• [To be done]:
Rewrite the rows below, swapping every "cataloguing" for "listing" and leaving everything else as it is.

Rows from a box labeling dataset

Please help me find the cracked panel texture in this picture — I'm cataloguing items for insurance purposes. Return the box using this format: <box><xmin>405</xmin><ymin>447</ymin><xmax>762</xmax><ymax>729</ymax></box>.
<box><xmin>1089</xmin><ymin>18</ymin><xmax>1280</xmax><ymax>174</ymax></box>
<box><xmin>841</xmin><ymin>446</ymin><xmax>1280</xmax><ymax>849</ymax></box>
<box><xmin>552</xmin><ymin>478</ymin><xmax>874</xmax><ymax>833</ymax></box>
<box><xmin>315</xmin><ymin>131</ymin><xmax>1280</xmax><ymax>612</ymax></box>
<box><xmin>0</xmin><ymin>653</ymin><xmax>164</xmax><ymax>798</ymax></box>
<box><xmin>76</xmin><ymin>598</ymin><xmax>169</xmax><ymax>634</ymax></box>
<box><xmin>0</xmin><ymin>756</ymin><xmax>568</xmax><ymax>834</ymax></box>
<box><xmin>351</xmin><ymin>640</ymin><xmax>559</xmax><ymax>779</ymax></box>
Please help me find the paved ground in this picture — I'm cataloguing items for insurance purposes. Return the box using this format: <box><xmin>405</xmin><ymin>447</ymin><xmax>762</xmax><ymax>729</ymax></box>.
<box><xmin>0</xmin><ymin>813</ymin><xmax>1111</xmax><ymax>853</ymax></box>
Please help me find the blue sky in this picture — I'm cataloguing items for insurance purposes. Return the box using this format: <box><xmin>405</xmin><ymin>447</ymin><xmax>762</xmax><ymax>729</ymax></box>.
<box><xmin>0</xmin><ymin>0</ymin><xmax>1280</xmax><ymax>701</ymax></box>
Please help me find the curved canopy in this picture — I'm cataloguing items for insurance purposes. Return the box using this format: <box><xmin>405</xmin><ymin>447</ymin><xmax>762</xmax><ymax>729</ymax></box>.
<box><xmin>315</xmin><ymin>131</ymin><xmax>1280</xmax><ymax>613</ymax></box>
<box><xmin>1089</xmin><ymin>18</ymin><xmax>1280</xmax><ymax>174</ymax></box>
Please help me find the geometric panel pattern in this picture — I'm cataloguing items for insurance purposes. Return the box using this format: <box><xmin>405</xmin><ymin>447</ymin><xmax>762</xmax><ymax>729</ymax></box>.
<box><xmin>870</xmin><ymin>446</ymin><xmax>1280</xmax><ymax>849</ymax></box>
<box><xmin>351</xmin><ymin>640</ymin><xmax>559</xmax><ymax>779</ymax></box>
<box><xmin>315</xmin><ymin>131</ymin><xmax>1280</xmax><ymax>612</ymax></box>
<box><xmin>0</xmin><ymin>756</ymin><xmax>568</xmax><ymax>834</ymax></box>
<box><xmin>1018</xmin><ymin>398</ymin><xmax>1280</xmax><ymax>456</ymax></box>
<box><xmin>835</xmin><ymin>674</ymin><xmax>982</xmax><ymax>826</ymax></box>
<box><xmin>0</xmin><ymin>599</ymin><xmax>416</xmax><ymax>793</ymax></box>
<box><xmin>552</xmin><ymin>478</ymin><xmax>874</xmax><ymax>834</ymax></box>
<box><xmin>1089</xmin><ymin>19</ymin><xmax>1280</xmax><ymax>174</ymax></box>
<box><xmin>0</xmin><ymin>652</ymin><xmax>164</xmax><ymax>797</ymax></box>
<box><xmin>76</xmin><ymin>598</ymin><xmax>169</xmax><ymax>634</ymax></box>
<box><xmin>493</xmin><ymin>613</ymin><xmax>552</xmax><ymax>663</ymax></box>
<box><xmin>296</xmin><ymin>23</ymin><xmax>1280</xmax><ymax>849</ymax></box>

• [Task result]:
Please help me find the cracked panel texture in this picture — I'm listing items for insurance purposes. Return the box using this format: <box><xmin>405</xmin><ymin>447</ymin><xmax>762</xmax><ymax>729</ymax></box>.
<box><xmin>1089</xmin><ymin>18</ymin><xmax>1280</xmax><ymax>174</ymax></box>
<box><xmin>841</xmin><ymin>446</ymin><xmax>1280</xmax><ymax>849</ymax></box>
<box><xmin>552</xmin><ymin>478</ymin><xmax>874</xmax><ymax>833</ymax></box>
<box><xmin>315</xmin><ymin>131</ymin><xmax>1280</xmax><ymax>612</ymax></box>
<box><xmin>0</xmin><ymin>653</ymin><xmax>164</xmax><ymax>798</ymax></box>
<box><xmin>76</xmin><ymin>598</ymin><xmax>169</xmax><ymax>634</ymax></box>
<box><xmin>0</xmin><ymin>756</ymin><xmax>568</xmax><ymax>834</ymax></box>
<box><xmin>351</xmin><ymin>640</ymin><xmax>559</xmax><ymax>779</ymax></box>
Please help me find the paved ground in this picture — I'm listing items for insurance purposes. Return the box using this format: <box><xmin>405</xmin><ymin>447</ymin><xmax>762</xmax><ymax>729</ymax></box>.
<box><xmin>0</xmin><ymin>813</ymin><xmax>1111</xmax><ymax>853</ymax></box>
Please help me find the blue sky in this picture — I'm listing items for insurance purposes. Return the box using this format: <box><xmin>405</xmin><ymin>447</ymin><xmax>762</xmax><ymax>729</ymax></box>.
<box><xmin>0</xmin><ymin>0</ymin><xmax>1280</xmax><ymax>701</ymax></box>
Please help me find the curved canopy in this picture — I'm listing items for insurance purposes. Return the box using this format: <box><xmin>405</xmin><ymin>447</ymin><xmax>762</xmax><ymax>729</ymax></box>.
<box><xmin>315</xmin><ymin>131</ymin><xmax>1280</xmax><ymax>613</ymax></box>
<box><xmin>1089</xmin><ymin>18</ymin><xmax>1280</xmax><ymax>174</ymax></box>
Please help me find the geometric panel pattern in this picture — I'm listing items for insurance purposes. Return the box using this format: <box><xmin>405</xmin><ymin>447</ymin><xmax>762</xmax><ymax>729</ymax></box>.
<box><xmin>870</xmin><ymin>446</ymin><xmax>1280</xmax><ymax>849</ymax></box>
<box><xmin>351</xmin><ymin>640</ymin><xmax>559</xmax><ymax>779</ymax></box>
<box><xmin>315</xmin><ymin>131</ymin><xmax>1280</xmax><ymax>612</ymax></box>
<box><xmin>0</xmin><ymin>756</ymin><xmax>568</xmax><ymax>834</ymax></box>
<box><xmin>1018</xmin><ymin>398</ymin><xmax>1280</xmax><ymax>456</ymax></box>
<box><xmin>835</xmin><ymin>674</ymin><xmax>982</xmax><ymax>826</ymax></box>
<box><xmin>0</xmin><ymin>599</ymin><xmax>416</xmax><ymax>793</ymax></box>
<box><xmin>552</xmin><ymin>478</ymin><xmax>874</xmax><ymax>834</ymax></box>
<box><xmin>1089</xmin><ymin>19</ymin><xmax>1280</xmax><ymax>174</ymax></box>
<box><xmin>0</xmin><ymin>652</ymin><xmax>164</xmax><ymax>797</ymax></box>
<box><xmin>76</xmin><ymin>598</ymin><xmax>169</xmax><ymax>634</ymax></box>
<box><xmin>493</xmin><ymin>613</ymin><xmax>552</xmax><ymax>663</ymax></box>
<box><xmin>296</xmin><ymin>23</ymin><xmax>1280</xmax><ymax>849</ymax></box>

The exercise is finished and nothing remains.